**Data listing**
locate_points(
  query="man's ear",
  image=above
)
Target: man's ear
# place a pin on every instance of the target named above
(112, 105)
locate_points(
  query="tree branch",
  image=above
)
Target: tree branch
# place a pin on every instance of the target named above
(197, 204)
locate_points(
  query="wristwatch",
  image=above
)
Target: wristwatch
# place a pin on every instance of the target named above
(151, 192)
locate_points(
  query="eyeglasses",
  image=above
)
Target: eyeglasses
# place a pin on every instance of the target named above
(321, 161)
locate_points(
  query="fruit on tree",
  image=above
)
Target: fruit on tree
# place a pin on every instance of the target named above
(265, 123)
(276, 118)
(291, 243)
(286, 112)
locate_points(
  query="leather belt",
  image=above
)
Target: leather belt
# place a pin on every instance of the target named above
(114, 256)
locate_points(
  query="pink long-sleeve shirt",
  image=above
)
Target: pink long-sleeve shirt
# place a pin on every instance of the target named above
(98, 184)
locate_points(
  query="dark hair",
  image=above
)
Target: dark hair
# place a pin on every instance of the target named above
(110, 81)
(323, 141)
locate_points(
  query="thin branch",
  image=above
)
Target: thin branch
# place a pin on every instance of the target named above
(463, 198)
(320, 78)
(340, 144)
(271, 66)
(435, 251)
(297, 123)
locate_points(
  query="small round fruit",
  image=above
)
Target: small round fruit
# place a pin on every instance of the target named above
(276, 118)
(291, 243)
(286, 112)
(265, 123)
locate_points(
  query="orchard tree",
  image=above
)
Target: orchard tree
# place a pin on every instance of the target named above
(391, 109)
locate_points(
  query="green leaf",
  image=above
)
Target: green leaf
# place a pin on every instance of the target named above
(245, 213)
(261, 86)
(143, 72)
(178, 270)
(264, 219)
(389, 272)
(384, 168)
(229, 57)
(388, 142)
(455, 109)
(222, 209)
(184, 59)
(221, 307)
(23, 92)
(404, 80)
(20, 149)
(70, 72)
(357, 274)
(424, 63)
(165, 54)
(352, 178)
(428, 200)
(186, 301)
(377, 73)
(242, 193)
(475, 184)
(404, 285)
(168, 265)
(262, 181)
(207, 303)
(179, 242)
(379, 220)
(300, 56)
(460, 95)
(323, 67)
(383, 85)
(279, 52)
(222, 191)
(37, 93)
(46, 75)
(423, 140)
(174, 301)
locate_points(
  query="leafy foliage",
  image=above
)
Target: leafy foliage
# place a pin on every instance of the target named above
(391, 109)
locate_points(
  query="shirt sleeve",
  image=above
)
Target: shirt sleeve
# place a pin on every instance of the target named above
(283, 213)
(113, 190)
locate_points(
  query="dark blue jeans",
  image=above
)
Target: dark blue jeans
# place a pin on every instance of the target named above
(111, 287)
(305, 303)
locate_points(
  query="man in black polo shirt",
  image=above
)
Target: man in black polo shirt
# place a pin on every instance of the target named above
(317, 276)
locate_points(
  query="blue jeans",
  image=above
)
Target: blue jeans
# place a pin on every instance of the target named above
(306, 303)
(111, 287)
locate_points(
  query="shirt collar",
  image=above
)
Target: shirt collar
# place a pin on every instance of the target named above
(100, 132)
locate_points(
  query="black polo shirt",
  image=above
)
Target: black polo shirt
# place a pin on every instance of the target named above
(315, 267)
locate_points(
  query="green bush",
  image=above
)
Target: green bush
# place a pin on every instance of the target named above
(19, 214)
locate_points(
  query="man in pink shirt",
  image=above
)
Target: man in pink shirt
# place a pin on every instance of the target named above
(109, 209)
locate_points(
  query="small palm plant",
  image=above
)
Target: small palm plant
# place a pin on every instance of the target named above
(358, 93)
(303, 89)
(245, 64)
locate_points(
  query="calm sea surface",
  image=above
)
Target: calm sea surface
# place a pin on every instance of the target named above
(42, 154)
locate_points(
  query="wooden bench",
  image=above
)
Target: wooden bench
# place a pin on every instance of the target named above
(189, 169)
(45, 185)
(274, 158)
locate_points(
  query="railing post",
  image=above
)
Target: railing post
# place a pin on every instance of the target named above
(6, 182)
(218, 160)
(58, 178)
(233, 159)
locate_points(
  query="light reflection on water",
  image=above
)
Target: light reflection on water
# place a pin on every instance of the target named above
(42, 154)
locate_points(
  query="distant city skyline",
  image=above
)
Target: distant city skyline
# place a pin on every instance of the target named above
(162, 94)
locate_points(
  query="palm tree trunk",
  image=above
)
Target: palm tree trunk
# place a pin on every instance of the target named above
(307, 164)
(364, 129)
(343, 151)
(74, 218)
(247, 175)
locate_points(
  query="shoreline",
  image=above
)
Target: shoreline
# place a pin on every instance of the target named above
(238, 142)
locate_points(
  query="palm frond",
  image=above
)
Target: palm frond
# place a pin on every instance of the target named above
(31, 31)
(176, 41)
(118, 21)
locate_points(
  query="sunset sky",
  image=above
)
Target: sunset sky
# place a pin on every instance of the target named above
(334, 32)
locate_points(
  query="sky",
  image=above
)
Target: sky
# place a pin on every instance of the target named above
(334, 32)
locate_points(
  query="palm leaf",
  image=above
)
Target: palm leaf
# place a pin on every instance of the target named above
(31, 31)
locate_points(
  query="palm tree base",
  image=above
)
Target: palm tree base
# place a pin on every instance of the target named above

**Exercise**
Write out every entry again exactly, please, with nothing missing.

**Response below**
locate_points(
  query="man's ear",
  image=above
)
Target: man's ear
# place a pin on every instance of the target named above
(112, 105)
locate_points(
  query="tree branch",
  image=above
)
Target: tree branch
# place a pin on every instance of the target named above
(197, 204)
locate_points(
  query="wristwatch",
  image=above
)
Target: wristwatch
# place a pin on every instance of the target named above
(151, 192)
locate_points(
  query="eyeglasses",
  image=above
)
Target: eyeglasses
# place a pin on every instance of the target named above
(321, 161)
locate_points(
  query="fruit on tree",
  image=above
)
Target: fruit on tree
# place a pin on every instance of the target named above
(265, 123)
(276, 118)
(291, 243)
(286, 112)
locate_points(
  query="leather belt",
  image=above
)
Target: leather belt
# place a pin on every instance of the target named above
(114, 256)
locate_points(
  query="pink long-sleeve shirt",
  image=above
)
Target: pink long-sleeve shirt
# place a pin on every instance of the target named above
(98, 184)
locate_points(
  query="dark hair",
  image=above
)
Target: dark hair
# place a pin on every instance of the target named above
(110, 81)
(323, 141)
locate_points(
  query="thin branch",
  image=above
)
Target: thin branch
# place a pin on every instance of the target named above
(463, 198)
(320, 78)
(340, 144)
(271, 66)
(435, 251)
(297, 123)
locate_points(
  query="small round fruit",
  image=above
)
Target: small round fruit
# place a pin on every instance of the target named above
(276, 118)
(291, 243)
(286, 112)
(265, 123)
locate_points(
  query="orchard tree",
  image=above
)
Target: orchard tree
# place a pin on every instance of the target named above
(391, 109)
locate_points(
  query="green leaf",
  image=above
)
Target: green leaf
# place a pin on every instance of the target named above
(245, 213)
(261, 86)
(143, 72)
(178, 270)
(264, 219)
(389, 272)
(384, 168)
(229, 57)
(388, 142)
(455, 109)
(222, 209)
(184, 59)
(221, 307)
(23, 92)
(404, 80)
(20, 149)
(70, 72)
(357, 274)
(424, 63)
(165, 54)
(352, 178)
(428, 200)
(186, 301)
(377, 73)
(242, 193)
(475, 184)
(404, 285)
(168, 265)
(262, 181)
(207, 303)
(179, 242)
(379, 220)
(300, 56)
(460, 95)
(323, 67)
(383, 85)
(279, 52)
(222, 191)
(37, 93)
(46, 75)
(423, 140)
(174, 301)
locate_points(
  query="leafy foliage",
  image=above
)
Target: leafy foliage
# place a pin on every instance of the target named above
(391, 109)
locate_points(
  query="shirt sleeve",
  image=above
)
Target: shirt sleeve
# place a pin on every instance of the target named above
(283, 213)
(113, 190)
locate_points(
  query="dark blue jeans",
  image=above
)
Target: dark blue jeans
# place a pin on every instance of the target named above
(111, 287)
(305, 303)
locate_points(
  query="man in black polo shirt",
  image=above
)
Target: man in black polo shirt
# place a pin on every instance of the target named above
(317, 276)
locate_points(
  query="blue jeans",
  image=above
)
Target: blue jeans
# place a pin on every instance of the target named above
(306, 303)
(111, 287)
locate_points(
  query="shirt collar",
  image=above
)
Target: shirt collar
# place a pin on every instance of the target named above
(100, 132)
locate_points(
  query="black polo shirt",
  image=above
)
Target: black polo shirt
# place a pin on every instance of the target named above
(315, 267)
locate_points(
  query="green bush",
  image=above
)
Target: green bush
# place a pin on every instance of the target named above
(19, 214)
locate_points(
  query="man in pink shirt",
  image=above
)
Target: man in pink shirt
# place a pin on every instance of the target named above
(109, 209)
locate_points(
  query="small palm plant",
  image=above
)
Target: small palm plant
# place a pin on every instance of the target named above
(358, 93)
(303, 89)
(245, 64)
locate_points(
  query="calm sea surface",
  image=above
)
Target: calm sea surface
# place a pin on every instance of the target named above
(42, 154)
locate_points(
  query="wooden bench",
  image=above
)
Target: wooden bench
# place a pin on every instance of the target named above
(189, 169)
(45, 185)
(274, 158)
locate_points(
  query="railing post",
  image=above
)
Target: railing post
# place a pin on every instance of the target named above
(6, 182)
(218, 160)
(58, 178)
(233, 159)
locate_points(
  query="light reflection on water",
  image=above
)
Target: light reflection on water
# place a pin on every instance of the target named above
(42, 154)
locate_points(
  query="distant city skyline",
  image=above
)
Target: distant city skyline
# place a pin on every instance of the target named above
(162, 94)
locate_points(
  query="palm tree trunk",
  image=above
)
Target: palm tree trunk
# place a pin on every instance of the target named above
(307, 164)
(364, 129)
(343, 151)
(74, 218)
(247, 175)
locate_points(
  query="shoreline",
  image=above
)
Target: shoreline
# place a pin on every instance of the target named above
(238, 142)
locate_points(
  query="palm frond",
  image=above
)
Target: palm frond
# place a pin on every instance of the target named above
(31, 31)
(176, 41)
(118, 21)
locate_points(
  query="sunset sky",
  image=above
)
Target: sunset sky
# place a pin on every instance of the target named above
(334, 32)
locate_points(
  query="sky",
  image=above
)
Target: sky
# place a pin on every instance of the target named above
(334, 32)
locate_points(
  query="palm leaf",
  image=above
)
Target: palm leaf
# place a pin on every instance of the target named above
(31, 31)
locate_points(
  query="palm tree base",
  image=above
)
Target: palm tree base
# place a pin on every instance of the target named above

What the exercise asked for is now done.